Quote word for word the passage of the forum thread below on the 2016 oil crash, starting with "To bad we can't" and going on through "(Oct 15, 2014)".

**Text**:
***
# The Oil Crash Of 2016 Has The Big Banks Running Scared



## Prepper News (Jan 17, 2016)

The Oil Crash Of 2016 Has The Big Banks Running Scared


----------



## Salt-N-Pepper (Aug 18, 2014)

Why on earth would they run scared?

"To big to fail, government bailouts, print more money, yadda yadda yadda"


----------



## Real Old Man (Aug 17, 2015)

This is what happens in a free market economy. When there's too much of anything the price goes down.. 

And while it might suck for investors and banks (who should really know better) does anyone here begrudge the little guy (the guy making minimum wage) from having a bit more of his money back in his pocket?

When it's no longer profitable folks will stop pumping and the price will go back up and stabilize.

To bad we can't get the manufacturing sector to put places like China, India and Bangledesh out of business with their cheap imports.


----------



## sideKahr (Oct 15, 2014)

The price will go down, the price will go up again...

"Sunrise, sunset, sunrise, sunset,
Swiftly fly the years, 
One season following another, 
Laden with happiness, 
And tears."
***
**Given information**:

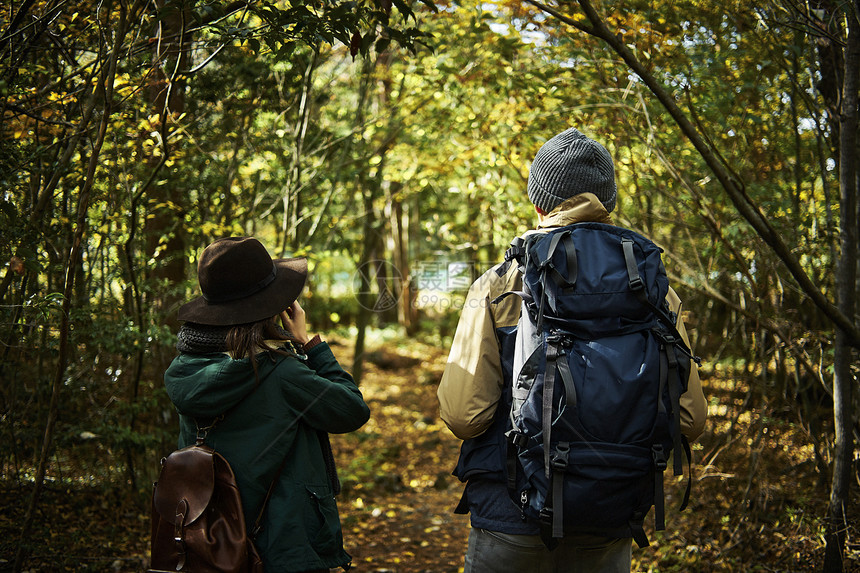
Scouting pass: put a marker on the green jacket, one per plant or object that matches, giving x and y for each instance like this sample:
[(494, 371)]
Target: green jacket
[(280, 419)]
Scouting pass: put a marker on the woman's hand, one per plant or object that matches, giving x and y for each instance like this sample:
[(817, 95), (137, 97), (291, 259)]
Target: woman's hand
[(293, 320)]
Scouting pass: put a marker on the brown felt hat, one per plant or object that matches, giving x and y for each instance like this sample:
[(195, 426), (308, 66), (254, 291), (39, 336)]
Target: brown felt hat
[(241, 283)]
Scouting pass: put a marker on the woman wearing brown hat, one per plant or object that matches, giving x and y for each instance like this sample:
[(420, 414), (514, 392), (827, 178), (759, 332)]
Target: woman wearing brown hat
[(281, 394)]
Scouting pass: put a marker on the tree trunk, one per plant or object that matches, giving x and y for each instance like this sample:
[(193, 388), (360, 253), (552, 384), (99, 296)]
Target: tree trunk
[(843, 406), (103, 93)]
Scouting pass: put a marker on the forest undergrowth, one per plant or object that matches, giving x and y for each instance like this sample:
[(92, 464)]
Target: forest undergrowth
[(757, 501)]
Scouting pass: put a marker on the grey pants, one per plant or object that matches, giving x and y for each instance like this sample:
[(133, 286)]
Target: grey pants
[(493, 552)]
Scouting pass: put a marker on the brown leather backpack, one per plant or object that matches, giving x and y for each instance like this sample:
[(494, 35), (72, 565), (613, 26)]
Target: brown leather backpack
[(197, 519)]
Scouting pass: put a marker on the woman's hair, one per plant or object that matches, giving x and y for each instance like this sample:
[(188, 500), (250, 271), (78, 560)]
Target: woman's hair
[(250, 339)]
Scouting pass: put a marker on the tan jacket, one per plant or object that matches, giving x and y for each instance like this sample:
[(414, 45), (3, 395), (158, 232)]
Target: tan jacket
[(471, 384)]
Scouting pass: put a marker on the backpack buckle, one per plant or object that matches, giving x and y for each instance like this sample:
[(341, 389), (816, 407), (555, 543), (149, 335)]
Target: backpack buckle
[(517, 439), (561, 456), (659, 456)]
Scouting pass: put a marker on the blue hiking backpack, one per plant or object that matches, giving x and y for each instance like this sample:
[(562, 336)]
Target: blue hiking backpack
[(598, 371)]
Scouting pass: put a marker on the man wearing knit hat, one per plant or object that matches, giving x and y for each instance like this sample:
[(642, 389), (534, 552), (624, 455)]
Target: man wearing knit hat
[(571, 180)]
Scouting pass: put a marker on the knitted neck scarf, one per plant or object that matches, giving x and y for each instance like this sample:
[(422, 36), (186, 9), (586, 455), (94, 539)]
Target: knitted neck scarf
[(202, 339)]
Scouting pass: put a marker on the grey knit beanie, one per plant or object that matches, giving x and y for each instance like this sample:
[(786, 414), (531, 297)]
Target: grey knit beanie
[(567, 165)]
***
**Solution to the problem**:
To bad we can't get the manufacturing sector to put places like China, India and Bangledesh out of business with their cheap imports.


----------



## sideKahr (Oct 15, 2014)